Metin bölümü -

‘DİL’ ÇAMLARI DEVİRMEK -3

“… Çünkü Sevgililer Günü’ydü o gün,
Her kuşun eş bulmak için tepeye gittiği.”
İngiliz şiirinin babalarından Geoffrey Chaucer’ın (?- 1400) dizelere dökmesinden beri yani en az altı yüz küsur yıldır kutlanan o gün, bugün;
14 Şubat Sevgililer Günü.
Kökeni ise ne garip ki Antik Roma’nın (çoktanrılı) pagan kültürüne, daha doğrusu ‘şenlik’ adı altında yapılan ‘kadına şiddet’ hâttâ ‘işkence’ yabanıllığına dayanıyor.
Eski Roma’da, ‘şenlik’ kapsamında tanrılara köpek ya da erkek keçi kurban edilirmiş. Sonra kadınlar, kurbanın derisinden yapılan kırbaçla dövülürlermiş. Böylece kadının daha doğurgan olacağına inanılırmış.
Kamçılı zorbalar kim olsa beğenirsiniz:
Din adamları.
Sonra…
İnsanlık; kadın kırbaçlamaktan, şair Chaucer’ın, soyunu sürdürebilmek için yükseklere uçan kuşlardan esinle, sevgiyi / sevgiliyi aradığı şiirsel yolculuğuna evriliyor.

‘SEVGİ’ DE ‘SEVİ’ DE BİZİM

“Sevgi”, öz Türkçe bir sözcük; insanı bir şeye ya da bir kimseye karşı yakın ilgi ve bağlılık göstermeye yönelten duygu, demek.
“Sev” köküne eklenen ‘-gü’; Anadolu Türkçesinde ‘-gi’ye dönüşüp “sevgi” olmuş (1).
Uygur dilindeki “sev-gü-lüg” de aynı değişimle “sevgili”…
Aşırı sevgi ve bağlılık duygusu, anlamındaki Arapça “aşk”ın öz Türkçesi “sevi” de öyle.
Atalarımız, Orta Asya’dayken kadınına şiddet uygulayan insanlar değildi.
Tarihsel kaynaklar, Türk kadınının erkeğiyle eşit, omuz omuza yaşadığını gösteriyor. Kadınımız karnı burnunda hamileyken ya da lohusayken bile kucağında bebeğiyle at sırtında erkeğiyle birlikte savaşmış.

Yönerge A - Listede "red jacket, written" ifadesinin geçtiği satırdan başlayıp listenin sonuna kadar uzanan satırları, "white horse" yerine "grey horse" koyarak yeniden yaz. Başka hiçbir şeyi değiştirme.
Bu listenin metinle hiçbir ilgisi yok.

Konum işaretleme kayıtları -

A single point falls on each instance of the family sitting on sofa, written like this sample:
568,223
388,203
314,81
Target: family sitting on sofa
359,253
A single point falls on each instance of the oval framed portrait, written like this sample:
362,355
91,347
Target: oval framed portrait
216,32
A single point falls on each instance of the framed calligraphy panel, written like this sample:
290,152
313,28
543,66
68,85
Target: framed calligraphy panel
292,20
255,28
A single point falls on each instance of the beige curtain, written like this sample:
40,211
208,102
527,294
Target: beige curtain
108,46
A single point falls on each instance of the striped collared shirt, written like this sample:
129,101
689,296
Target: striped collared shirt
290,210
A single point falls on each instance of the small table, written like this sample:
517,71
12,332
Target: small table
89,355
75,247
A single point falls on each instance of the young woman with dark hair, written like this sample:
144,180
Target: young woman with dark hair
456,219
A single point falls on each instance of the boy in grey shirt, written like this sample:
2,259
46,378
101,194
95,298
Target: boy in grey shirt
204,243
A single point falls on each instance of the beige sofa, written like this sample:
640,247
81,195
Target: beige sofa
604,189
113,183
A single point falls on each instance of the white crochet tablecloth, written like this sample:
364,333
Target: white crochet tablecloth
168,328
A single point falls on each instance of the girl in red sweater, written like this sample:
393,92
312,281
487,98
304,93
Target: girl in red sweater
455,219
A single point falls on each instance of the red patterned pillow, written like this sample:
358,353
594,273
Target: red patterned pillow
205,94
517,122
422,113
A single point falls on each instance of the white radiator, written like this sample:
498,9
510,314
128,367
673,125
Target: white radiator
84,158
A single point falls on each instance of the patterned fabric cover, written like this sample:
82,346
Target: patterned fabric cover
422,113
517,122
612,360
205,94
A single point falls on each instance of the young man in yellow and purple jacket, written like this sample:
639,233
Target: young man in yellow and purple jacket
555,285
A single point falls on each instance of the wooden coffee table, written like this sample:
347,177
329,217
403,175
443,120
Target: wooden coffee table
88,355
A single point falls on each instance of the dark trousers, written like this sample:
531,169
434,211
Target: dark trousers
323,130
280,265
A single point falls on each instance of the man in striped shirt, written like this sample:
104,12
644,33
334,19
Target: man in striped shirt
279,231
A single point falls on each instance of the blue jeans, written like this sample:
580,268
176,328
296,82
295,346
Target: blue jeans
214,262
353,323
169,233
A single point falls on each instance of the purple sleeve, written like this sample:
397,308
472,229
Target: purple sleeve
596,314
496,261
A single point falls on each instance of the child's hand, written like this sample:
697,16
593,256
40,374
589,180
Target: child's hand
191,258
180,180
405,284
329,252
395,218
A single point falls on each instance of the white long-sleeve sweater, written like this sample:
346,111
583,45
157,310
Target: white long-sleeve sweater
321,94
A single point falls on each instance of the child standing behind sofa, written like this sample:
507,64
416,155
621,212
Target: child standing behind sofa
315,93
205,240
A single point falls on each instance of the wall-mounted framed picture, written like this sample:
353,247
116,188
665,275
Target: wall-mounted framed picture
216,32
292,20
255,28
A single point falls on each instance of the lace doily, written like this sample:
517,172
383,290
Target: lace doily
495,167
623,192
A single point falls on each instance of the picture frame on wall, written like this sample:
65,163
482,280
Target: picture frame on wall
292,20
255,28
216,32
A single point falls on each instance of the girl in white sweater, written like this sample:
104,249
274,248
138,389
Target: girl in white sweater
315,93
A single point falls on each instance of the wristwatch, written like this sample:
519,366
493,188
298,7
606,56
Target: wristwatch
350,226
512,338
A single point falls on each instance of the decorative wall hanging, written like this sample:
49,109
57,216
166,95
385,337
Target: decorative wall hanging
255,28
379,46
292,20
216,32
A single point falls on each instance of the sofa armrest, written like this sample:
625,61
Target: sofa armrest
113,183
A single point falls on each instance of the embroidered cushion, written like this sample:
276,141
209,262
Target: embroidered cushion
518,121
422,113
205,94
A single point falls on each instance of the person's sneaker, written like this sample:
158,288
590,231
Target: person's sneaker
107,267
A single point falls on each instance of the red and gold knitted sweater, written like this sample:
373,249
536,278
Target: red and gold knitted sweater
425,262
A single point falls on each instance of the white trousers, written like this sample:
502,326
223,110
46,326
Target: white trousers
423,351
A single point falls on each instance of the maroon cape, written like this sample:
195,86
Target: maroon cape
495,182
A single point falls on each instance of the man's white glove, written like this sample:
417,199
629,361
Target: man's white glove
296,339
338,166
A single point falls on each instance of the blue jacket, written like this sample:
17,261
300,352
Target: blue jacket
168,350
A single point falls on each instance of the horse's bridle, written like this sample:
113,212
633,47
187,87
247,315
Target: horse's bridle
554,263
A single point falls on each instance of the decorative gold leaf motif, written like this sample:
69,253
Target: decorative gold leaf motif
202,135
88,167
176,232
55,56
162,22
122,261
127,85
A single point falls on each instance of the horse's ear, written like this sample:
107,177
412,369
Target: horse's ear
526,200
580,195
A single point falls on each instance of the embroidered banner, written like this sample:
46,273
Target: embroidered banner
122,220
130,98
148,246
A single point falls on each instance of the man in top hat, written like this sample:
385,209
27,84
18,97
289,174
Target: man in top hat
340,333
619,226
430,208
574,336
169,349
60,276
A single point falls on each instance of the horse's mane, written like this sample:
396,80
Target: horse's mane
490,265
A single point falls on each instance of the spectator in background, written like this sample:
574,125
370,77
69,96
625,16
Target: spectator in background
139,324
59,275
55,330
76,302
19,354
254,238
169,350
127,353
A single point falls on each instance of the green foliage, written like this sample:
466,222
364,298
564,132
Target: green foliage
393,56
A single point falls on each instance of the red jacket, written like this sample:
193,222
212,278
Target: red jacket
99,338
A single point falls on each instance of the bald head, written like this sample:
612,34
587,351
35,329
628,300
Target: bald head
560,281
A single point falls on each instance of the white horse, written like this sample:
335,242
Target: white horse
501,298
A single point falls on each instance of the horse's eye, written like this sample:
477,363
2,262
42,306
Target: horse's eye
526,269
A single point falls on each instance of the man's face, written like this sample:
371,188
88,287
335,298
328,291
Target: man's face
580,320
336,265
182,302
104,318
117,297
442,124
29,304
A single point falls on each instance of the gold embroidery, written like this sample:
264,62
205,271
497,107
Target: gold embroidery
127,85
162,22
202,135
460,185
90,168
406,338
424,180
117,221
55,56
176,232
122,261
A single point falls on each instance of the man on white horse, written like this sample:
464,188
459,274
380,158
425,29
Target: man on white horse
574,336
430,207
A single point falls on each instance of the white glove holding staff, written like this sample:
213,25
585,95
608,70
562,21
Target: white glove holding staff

Yönerge B - Metinde adı geçen dilleri sırayla yaz.

Yanıt A -
A single point falls on each instance of the red jacket, written like this sample:
193,222
212,278
Target: red jacket
99,338
A single point falls on each instance of the bald head, written like this sample:
612,34
587,351
35,329
628,300
Target: bald head
560,281
A single point falls on each instance of the grey horse, written like this sample:
335,242
Target: grey horse
501,298
A single point falls on each instance of the horse's eye, written like this sample:
477,363
2,262
42,306
Target: horse's eye
526,269
A single point falls on each instance of the man's face, written like this sample:
371,188
88,287
335,298
328,291
Target: man's face
580,320
336,265
182,302
104,318
117,297
442,124
29,304
A single point falls on each instance of the gold embroidery, written like this sample:
264,62
205,271
497,107
Target: gold embroidery
127,85
162,22
202,135
460,185
90,168
406,338
424,180
117,221
55,56
176,232
122,261
A single point falls on each instance of the man on grey horse, written like this sample:
464,188
459,274
380,158
425,29
Target: man on grey horse
574,336
430,207
A single point falls on each instance of the white glove holding staff, written like this sample:
213,25
585,95
608,70
562,21
Target: white glove holding staff

Yanıt B -
- Türkçe
- Anadolu Türkçesi
- Uygur dili
- Arapça